EXERCISE BRIEF –
Below is a listing; return it in full, exactly as it appears.

DATASET –
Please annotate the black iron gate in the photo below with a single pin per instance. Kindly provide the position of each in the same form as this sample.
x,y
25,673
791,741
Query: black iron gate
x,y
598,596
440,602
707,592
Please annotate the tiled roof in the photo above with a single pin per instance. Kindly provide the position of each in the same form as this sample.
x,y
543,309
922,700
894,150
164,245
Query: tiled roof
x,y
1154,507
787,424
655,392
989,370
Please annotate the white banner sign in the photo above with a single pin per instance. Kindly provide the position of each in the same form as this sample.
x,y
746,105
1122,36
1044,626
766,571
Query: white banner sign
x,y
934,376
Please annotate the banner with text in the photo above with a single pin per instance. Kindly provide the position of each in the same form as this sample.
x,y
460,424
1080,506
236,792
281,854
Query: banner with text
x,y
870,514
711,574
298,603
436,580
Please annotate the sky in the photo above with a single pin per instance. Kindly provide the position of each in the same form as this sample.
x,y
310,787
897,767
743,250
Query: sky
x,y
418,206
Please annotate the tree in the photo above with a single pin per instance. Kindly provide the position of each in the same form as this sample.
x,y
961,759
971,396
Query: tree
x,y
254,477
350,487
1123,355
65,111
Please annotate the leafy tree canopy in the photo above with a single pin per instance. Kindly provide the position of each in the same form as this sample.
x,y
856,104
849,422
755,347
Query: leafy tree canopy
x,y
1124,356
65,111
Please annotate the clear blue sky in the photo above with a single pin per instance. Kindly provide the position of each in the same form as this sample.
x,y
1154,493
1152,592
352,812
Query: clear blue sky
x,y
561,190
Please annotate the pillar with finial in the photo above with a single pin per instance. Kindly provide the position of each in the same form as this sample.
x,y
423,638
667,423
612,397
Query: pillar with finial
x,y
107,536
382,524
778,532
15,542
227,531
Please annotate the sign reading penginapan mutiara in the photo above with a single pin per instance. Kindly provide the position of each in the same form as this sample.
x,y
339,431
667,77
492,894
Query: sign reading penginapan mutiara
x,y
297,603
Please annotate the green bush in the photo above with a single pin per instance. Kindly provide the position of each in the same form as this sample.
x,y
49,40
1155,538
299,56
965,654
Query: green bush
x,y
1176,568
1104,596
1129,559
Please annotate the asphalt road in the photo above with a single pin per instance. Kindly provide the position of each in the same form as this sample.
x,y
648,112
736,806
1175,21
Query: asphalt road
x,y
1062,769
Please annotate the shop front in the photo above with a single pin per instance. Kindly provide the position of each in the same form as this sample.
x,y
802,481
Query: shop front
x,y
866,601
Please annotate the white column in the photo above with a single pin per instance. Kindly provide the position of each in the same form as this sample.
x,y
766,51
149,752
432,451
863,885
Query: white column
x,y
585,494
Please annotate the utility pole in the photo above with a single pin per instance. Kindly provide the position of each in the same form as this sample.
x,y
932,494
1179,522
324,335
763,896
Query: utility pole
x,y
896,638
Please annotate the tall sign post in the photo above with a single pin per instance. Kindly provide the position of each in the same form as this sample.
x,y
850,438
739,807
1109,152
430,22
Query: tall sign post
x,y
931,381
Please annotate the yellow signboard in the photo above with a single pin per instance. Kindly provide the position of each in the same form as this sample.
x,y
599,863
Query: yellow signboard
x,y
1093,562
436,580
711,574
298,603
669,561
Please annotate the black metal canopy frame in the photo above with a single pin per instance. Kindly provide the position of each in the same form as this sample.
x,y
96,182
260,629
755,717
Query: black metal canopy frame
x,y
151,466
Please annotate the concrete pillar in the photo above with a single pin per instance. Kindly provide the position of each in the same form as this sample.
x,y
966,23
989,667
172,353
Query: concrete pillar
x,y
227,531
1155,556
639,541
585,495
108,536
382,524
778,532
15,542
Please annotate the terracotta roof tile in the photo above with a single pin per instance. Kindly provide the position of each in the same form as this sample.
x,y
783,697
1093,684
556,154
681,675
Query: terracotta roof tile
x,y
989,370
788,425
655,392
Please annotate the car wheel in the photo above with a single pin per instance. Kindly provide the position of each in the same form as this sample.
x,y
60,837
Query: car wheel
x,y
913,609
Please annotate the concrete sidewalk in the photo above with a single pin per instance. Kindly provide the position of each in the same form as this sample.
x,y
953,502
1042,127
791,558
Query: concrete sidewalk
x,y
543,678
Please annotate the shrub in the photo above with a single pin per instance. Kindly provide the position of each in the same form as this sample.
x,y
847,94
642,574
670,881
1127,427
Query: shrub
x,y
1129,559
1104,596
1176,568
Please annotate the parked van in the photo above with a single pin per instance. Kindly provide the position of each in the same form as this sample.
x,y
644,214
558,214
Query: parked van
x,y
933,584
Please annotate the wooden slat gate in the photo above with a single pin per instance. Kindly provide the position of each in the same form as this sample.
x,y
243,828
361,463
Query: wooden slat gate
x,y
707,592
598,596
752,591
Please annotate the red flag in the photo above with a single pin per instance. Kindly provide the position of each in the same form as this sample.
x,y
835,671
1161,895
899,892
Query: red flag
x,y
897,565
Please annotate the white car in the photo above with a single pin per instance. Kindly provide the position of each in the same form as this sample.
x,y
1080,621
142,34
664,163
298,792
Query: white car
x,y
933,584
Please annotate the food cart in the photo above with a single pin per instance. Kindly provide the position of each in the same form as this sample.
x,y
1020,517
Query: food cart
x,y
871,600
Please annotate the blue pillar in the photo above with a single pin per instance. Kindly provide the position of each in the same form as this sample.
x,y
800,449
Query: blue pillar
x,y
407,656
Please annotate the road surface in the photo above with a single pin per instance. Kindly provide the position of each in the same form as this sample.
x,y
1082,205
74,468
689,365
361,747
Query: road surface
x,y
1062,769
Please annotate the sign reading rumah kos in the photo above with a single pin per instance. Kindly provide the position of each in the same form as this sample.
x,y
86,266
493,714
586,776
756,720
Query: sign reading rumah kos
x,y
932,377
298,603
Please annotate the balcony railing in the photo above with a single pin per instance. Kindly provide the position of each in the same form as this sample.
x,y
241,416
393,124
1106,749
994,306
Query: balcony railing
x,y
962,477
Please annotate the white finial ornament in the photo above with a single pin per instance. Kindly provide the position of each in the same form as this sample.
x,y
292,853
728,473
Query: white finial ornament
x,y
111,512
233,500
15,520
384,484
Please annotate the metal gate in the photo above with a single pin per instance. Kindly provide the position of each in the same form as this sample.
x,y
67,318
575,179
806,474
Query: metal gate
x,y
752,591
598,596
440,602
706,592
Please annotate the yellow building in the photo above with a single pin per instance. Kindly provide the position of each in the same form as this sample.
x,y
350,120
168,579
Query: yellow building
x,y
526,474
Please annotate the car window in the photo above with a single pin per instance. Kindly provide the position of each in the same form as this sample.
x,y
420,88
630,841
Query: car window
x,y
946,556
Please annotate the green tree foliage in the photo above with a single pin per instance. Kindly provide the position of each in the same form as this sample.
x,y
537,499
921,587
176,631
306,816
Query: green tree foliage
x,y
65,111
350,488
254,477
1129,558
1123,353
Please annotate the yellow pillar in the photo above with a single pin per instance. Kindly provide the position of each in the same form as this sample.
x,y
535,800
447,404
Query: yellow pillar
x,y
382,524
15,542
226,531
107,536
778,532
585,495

SOLUTION TO THE PROBLEM –
Please annotate the black iron gate in the photo below with a single pin per instance. Kindly provide the position of each in the same form as this sample.
x,y
25,673
791,741
Query: black iron gate
x,y
598,596
440,602
707,592
Please annotate the tiled roof in the photo above with a single pin per instance. Kindly provide the position of each in the same form as this sample.
x,y
543,309
922,700
894,150
164,245
Query: tiled roof
x,y
1154,507
787,424
655,392
989,370
Please annotate the white banner sign in the photo above with a single pin per instance. Kindly provide the position of each in the same form as this sample.
x,y
746,105
1122,36
1044,626
766,571
Query: white banner sign
x,y
934,376
Please annotate the banner with text in the photo above with a single pin per instance. Kindly provide the position of each in the same form as this sample.
x,y
460,424
1080,506
236,792
281,854
Query: banner with text
x,y
870,514
711,574
298,603
436,580
Please annotate the sky in the photo above with a single pin per instance. Kindly provide the position of each in the same form as this sample.
x,y
310,787
897,767
743,250
Query: sky
x,y
418,206
Please annotate the tree in the photo above with a single pin per instance. Kindly provide the position of each in the same form as this sample.
x,y
961,759
971,396
Query: tree
x,y
254,477
350,487
1123,355
65,111
Please annotate the leafy tree canopy in the photo above with a single pin per instance. Kindly provide the position of each in the same form as this sample.
x,y
856,104
849,422
755,347
Query: leafy tree canopy
x,y
1124,356
65,111
Please annotate the clear blue sky in the photo above with a single pin per instance. Kindly provide the position of each in the same form as this sample.
x,y
1154,493
1152,592
352,812
Query: clear blue sky
x,y
561,190
Please annotate the pillar with finial in the photo above with a single pin per instance. Kindly provide the position of each in the same form as this sample.
x,y
423,638
667,423
612,397
Query: pillar with finial
x,y
107,536
382,524
778,532
15,542
227,531
Please annotate the sign reading penginapan mutiara in the photo above with a single pin per instance. Kindly provide the position of each in the same form as this sample.
x,y
339,431
667,77
492,894
Query: sign reading penginapan mutiara
x,y
297,603
Please annotate the green bush in the photo above with a single pin per instance. Kindly provide the position of each in the same form as this sample.
x,y
49,40
1155,538
299,56
965,654
Query: green bush
x,y
1176,568
1104,596
1129,559
Please annotate the asphalt road in the photo above with a single pin per instance. Kindly provide the position of each in the same form as this sample.
x,y
648,112
736,806
1175,21
Query: asphalt road
x,y
1062,769
Please annotate the shop front in the photo above with a single pin per instance. Kindly provide the position of each in the same form as this sample.
x,y
802,481
Query: shop front
x,y
866,601
Please annotate the white column in the photo above with a single pin per instance. Kindly provide the position of each in the same form as this sample.
x,y
766,51
149,752
432,451
863,885
Query: white column
x,y
585,494
Please annotate the utility pole in the photo above with a single pin per instance. Kindly provide the position of each in the same form as this sample.
x,y
932,494
1179,522
324,335
763,896
Query: utility pole
x,y
896,638
Please annotate the tall sign post in the photo above with a single pin per instance. Kindly provide the position of each in the same form as this sample.
x,y
850,438
739,807
1109,152
430,22
Query: tall sign post
x,y
931,381
Please annotate the yellow signboard in the photo above with a single pin per instance. Kindly provide the position of each in the same form as this sample.
x,y
599,863
Query: yellow signboard
x,y
1093,562
436,580
711,574
298,603
669,561
Please annotate the black metal canopy frame in the photo above with a single pin per instance. Kindly provide the position of each in the same form as this sample.
x,y
96,182
260,629
755,717
Query: black metal canopy frame
x,y
151,466
Please annotate the concrete pillar in the photo above with a single pin per instance. Kindly provide the position of each in the same form as this sample.
x,y
966,23
989,667
172,353
Query: concrete pillar
x,y
227,531
1155,556
639,541
585,495
108,536
382,524
778,532
15,542
Please annotate the terracotta roof tile in the photo above with a single pin per instance. Kindly provide the position of each in the same form as this sample.
x,y
783,697
1093,684
556,154
681,675
Query: terracotta roof tile
x,y
989,370
788,425
655,392
Please annotate the car wheel in the photo above with a single pin per instance. Kindly provide the position of each in the same form as this sample.
x,y
60,837
Query: car wheel
x,y
913,609
Please annotate the concrete sidewalk in the photo above with a single pin per instance. Kindly provide the position of each in the same form as this sample.
x,y
953,502
1042,127
791,558
Query: concrete sidewalk
x,y
543,678
Please annotate the shrub in the photo above with a single pin per instance. Kindly provide the position of each in the same form as this sample.
x,y
847,94
642,574
670,881
1127,427
Query: shrub
x,y
1129,559
1104,596
1176,568
Please annotate the parked van in the photo above with a single pin per instance. Kindly provide the position of each in the same form as this sample.
x,y
644,214
558,214
Query: parked van
x,y
933,584
Please annotate the wooden slat gate in the photo above with a single pin per instance. Kindly provide the position of each in the same form as this sample.
x,y
243,828
361,463
Query: wooden slat gate
x,y
707,592
598,596
752,591
Please annotate the red flag in the photo above with a single pin per instance. Kindly provide the position of each in the same form as this sample.
x,y
835,671
1161,895
899,892
Query: red flag
x,y
897,565
Please annotate the white car in the photo above with a single pin per instance. Kindly provide the position of each in the same form as this sample.
x,y
1080,621
142,34
664,163
298,792
Query: white car
x,y
933,584
Please annotate the food cart in the photo above with a single pin per instance. Kindly provide the position of each in the same form as this sample.
x,y
1020,517
Query: food cart
x,y
871,600
Please annotate the blue pillar in the photo above with a single pin per instance. Kindly provide the position of each in the same form as this sample.
x,y
800,449
Query: blue pillar
x,y
407,656
Please annotate the road surface in the photo above with a single pin per instance. Kindly provide the position of each in the same form as this sample.
x,y
1082,205
74,468
689,365
361,747
Query: road surface
x,y
1062,769
Please annotate the sign reading rumah kos in the photo above with a single pin per instance. Kindly provide the position of each in the same form as this sample.
x,y
86,266
493,714
586,776
756,720
Query: sign reading rumah kos
x,y
932,377
298,603
Please annotate the balcony railing in the photo above with a single pin per instance. Kindly provide the position of each in the same form as this sample.
x,y
241,416
393,124
1106,749
994,306
Query: balcony railing
x,y
962,477
Please annotate the white finial ornament in the photo above with a single pin per instance. Kindly provide the position of each in the same form as this sample.
x,y
292,853
728,473
Query: white finial ornament
x,y
111,512
233,500
15,520
384,484
Please annotate the metal gate in the photo above with a single pin per instance. Kindly provide the position of each in the same form as this sample.
x,y
67,318
575,179
806,474
Query: metal gate
x,y
752,591
598,596
440,602
706,592
Please annotate the yellow building in the photo above with a single pin per instance. Kindly provide the position of each in the same form as this sample.
x,y
350,120
168,579
Query: yellow building
x,y
526,474
Please annotate the car window in the photo above with a single pin per instance. Kindly provide the position of each in the same form as this sample.
x,y
420,88
630,841
Query: car window
x,y
946,556
Please annotate the green tree foliage in the photo above with a single pin per instance. Kindly provide the position of each in the same form as this sample.
x,y
537,499
921,587
176,631
306,816
Query: green tree foliage
x,y
65,111
350,488
254,477
1129,558
1123,353
Please annotate the yellow pillar in the photo above with a single pin per instance. Kindly provide the position of each in the same form as this sample.
x,y
535,800
447,404
Query: yellow pillar
x,y
382,524
15,542
226,531
107,536
778,532
585,495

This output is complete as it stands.